— Start of Selected text —

John Motson’s famous colemanball ‘the World Cup – truly an international event’ applies to Firefest and the vibe is very special. Friendships are formed and renewed, people crackle with anticipation and the streets of Nottingham are filled with fans from all nationalities in the most obscure t-shirts they can find.
It is organised immaculately, yet by fans of the genre rather than as a profit-making concern and this creates a further bond. At what other venue would the promoter (Kieran Dargan) receive a hero’s reception at the end?
HAREM SCAREM, DARE, W.E.T., WORK OF ART, EDENS CURSE, THE MAGNIFICENT
Despite a 3pm weekday start, the hall at Rock City was already packed as yet another in the seemingly endless production line of great Scandinavian bands, The Magnificent opened proceedings. A combination between two men with a heavier background, singer Michael Eriksen and guitarist Torsti Spoof, their bright and breezy sound was actually even more melodic than their album.
The set grew ever more convincing with the melodic choruses of Lost, Bullets and Love’s On the Line, and Cheated by Love was the stand out, before ending with perhaps their best known song Holding On to Your Love. Their name instantly invites scepticism but in a short set their huge potential clearly shone through.
Photo: Andy Nathan
Eden’s Curse finally got to play Firefest five years after it had first been mooted, but with a new singer in the diminutive Nikola Mijic who I thought did a good job, ably rounded out by the backing vocals of bassist Paul Logue and Power Quest keyboard player Steve Williams.
On the very heaviest edge of the spectrum for this festival, their melodic power metal was at its best for me when they dropped the pace slightly but no less heavy on songs like Trinity and No Holy Man while bringing on the beautiful lssa to duet on Angels and Demons was a masterstroke.
In complete contrast the sounds of Work of Art were silky smooth on the return to the stage they graced 12 months ago, Lars Safsund’s crystal clear vocals showing off the strength of Robert Sall’s songwriting.
They played a set of now familiar favourites, beginning with perhaps their strongest in The Great Fall and The Rain, but also slipped in two new numbers of which Time to Let Go was marginally heavier than their usual while One Step Over the Line was even closer to Toto than their normal material. While they can be a little one paced this was another triumphantly classy set.

— End of Selected text —

» List of tasks:
**a)** In one to three sentences, explain what the Firefest review says creates a further bond at the festival.
**b)** Return the passage of the Firefest review starting at "On the very" and ending at "was a masterstroke.".
The rows aren't needed for this work.

— Start of Records supplied —

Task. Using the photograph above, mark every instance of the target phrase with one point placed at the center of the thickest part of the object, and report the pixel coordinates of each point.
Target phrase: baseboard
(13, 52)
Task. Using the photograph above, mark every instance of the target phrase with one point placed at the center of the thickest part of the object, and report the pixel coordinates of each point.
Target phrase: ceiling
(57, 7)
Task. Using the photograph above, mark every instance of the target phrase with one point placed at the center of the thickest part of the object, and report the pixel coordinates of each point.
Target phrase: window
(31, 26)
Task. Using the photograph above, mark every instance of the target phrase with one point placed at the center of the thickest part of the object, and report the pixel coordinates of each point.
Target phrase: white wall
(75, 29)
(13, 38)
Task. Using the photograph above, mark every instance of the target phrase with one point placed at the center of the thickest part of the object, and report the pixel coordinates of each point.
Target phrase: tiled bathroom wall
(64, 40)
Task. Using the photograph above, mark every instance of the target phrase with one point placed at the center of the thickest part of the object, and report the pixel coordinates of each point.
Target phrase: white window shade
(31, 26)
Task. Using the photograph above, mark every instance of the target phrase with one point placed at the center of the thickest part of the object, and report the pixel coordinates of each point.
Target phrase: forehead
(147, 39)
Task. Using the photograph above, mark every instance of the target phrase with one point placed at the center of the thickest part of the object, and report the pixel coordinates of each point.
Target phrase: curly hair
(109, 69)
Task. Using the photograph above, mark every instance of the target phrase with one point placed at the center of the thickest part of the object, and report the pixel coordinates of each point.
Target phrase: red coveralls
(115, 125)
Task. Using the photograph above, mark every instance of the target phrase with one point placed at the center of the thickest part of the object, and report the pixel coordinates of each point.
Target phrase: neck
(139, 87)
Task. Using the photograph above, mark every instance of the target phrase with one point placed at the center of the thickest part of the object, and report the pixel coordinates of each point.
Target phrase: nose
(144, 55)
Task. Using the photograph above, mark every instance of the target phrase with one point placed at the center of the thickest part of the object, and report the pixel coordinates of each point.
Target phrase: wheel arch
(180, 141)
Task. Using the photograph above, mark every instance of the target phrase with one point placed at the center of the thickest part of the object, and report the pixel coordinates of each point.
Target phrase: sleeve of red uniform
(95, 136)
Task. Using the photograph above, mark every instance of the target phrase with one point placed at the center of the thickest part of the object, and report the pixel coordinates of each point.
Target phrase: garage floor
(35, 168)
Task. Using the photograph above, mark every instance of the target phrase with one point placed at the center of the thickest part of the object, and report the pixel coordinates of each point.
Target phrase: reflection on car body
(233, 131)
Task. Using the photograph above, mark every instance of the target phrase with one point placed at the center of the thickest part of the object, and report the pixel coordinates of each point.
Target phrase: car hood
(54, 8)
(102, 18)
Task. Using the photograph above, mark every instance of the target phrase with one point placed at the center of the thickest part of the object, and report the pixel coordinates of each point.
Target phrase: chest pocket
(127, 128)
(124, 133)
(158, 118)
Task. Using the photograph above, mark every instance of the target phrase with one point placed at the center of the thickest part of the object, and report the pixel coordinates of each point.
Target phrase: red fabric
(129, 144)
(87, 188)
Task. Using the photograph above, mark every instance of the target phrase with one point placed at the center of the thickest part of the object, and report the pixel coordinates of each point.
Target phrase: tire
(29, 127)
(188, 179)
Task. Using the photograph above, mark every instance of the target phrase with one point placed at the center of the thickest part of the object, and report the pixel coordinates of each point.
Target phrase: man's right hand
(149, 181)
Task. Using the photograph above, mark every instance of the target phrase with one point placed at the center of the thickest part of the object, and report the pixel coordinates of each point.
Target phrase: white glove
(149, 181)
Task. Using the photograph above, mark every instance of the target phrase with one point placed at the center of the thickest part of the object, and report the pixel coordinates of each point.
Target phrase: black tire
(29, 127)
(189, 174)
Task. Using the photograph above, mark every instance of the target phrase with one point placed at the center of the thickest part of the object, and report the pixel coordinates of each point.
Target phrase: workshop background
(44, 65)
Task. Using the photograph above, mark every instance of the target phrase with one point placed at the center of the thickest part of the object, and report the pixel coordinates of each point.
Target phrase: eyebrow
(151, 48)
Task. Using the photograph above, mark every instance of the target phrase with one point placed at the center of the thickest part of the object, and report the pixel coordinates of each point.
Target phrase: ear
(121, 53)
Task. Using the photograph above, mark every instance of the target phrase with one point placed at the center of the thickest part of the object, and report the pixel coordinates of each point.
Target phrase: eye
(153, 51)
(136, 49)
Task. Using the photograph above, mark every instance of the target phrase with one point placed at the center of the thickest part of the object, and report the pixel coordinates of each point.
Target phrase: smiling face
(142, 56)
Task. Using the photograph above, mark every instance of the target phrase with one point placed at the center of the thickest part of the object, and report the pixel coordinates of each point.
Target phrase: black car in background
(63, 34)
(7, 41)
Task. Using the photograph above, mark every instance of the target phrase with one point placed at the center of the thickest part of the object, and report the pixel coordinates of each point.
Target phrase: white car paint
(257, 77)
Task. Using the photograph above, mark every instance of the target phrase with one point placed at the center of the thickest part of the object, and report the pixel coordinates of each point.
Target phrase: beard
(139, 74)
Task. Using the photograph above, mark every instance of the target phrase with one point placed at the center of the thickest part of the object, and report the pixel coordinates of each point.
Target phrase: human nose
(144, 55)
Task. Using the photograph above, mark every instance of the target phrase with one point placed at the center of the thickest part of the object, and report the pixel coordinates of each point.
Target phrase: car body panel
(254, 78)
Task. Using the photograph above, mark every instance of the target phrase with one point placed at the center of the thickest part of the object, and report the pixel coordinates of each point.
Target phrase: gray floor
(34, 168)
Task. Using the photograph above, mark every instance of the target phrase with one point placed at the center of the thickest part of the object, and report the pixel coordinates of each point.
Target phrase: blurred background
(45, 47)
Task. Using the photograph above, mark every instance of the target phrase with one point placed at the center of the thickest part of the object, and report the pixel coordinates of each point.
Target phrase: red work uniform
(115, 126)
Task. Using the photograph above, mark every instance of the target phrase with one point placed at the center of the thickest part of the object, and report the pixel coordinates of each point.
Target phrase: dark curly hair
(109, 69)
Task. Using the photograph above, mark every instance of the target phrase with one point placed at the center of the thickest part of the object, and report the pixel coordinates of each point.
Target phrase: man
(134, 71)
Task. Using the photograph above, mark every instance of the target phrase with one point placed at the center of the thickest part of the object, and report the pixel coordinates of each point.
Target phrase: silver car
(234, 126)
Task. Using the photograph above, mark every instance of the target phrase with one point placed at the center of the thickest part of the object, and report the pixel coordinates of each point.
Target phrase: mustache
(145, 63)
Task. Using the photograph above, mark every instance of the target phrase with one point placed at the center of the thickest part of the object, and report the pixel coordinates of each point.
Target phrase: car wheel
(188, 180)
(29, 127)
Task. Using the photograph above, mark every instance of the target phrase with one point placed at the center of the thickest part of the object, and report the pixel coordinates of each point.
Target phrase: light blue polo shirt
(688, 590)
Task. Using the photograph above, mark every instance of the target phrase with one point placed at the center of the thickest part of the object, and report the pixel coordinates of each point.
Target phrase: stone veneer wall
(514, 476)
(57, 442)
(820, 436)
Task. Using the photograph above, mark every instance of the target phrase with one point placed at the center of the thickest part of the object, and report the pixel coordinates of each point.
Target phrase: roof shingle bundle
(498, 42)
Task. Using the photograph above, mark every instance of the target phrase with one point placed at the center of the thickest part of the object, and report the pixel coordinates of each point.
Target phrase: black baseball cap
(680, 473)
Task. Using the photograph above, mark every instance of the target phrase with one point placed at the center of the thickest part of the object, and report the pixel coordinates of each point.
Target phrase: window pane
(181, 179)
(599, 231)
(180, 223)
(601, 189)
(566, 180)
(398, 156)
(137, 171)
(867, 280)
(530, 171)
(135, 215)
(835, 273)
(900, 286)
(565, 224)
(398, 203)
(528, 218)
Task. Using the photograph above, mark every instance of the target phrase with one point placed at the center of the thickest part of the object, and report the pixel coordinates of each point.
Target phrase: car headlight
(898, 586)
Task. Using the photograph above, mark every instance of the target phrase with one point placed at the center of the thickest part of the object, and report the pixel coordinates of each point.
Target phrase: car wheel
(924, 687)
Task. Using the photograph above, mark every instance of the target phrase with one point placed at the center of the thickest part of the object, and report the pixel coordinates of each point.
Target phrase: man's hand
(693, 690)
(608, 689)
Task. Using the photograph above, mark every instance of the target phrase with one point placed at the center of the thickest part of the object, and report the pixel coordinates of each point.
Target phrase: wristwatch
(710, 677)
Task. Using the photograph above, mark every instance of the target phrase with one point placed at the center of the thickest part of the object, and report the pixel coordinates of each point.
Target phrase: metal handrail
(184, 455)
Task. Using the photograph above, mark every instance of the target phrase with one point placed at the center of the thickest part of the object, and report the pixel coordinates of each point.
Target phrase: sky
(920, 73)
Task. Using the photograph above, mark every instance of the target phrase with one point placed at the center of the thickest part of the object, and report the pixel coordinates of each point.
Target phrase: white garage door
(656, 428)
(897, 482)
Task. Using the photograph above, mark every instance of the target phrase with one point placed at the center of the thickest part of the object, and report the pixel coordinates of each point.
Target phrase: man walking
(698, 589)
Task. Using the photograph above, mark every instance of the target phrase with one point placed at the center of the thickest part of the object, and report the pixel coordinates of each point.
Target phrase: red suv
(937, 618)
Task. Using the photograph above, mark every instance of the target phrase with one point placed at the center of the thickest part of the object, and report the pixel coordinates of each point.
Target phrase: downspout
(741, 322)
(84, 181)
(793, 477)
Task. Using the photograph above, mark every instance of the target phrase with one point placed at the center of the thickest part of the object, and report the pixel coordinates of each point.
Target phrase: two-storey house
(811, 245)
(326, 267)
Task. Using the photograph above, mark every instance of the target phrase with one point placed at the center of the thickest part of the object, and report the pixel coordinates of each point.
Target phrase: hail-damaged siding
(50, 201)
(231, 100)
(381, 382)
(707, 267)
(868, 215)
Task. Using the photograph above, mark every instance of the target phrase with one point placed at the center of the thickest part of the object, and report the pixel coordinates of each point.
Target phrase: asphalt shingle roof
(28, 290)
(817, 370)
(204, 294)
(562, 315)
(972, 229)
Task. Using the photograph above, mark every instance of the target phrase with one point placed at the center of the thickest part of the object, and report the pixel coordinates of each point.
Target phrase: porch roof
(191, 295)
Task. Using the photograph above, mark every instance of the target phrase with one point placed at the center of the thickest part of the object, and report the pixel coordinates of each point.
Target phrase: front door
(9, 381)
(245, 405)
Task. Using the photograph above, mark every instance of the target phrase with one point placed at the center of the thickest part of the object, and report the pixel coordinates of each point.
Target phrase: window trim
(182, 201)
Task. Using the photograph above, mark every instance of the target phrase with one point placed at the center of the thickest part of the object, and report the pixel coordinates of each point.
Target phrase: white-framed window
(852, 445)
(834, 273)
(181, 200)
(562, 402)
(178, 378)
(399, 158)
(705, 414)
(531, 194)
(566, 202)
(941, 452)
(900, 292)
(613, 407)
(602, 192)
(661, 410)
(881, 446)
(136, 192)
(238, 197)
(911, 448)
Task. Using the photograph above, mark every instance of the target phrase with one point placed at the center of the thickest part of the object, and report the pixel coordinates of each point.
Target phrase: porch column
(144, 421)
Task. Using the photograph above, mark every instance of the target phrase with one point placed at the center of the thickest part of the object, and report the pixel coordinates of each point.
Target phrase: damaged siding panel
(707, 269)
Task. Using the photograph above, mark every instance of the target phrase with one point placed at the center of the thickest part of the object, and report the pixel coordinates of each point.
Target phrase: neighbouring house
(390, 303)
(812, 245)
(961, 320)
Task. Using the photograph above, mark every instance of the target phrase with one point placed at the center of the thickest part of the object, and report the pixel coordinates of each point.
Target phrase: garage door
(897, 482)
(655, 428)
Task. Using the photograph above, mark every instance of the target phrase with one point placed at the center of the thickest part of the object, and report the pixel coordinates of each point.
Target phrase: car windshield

— End of Records supplied —

» Answers for the exercise:
**a)** The festival is organised by fans of the genre rather than as a profit-making concern. The review says this creates a further bond.

**b)**
On the very heaviest edge of the spectrum for this festival, their melodic power metal was at its best for me when they dropped the pace slightly but no less heavy on songs like Trinity and No Holy Man while bringing on the beautiful lssa to duet on Angels and Demons was a masterstroke.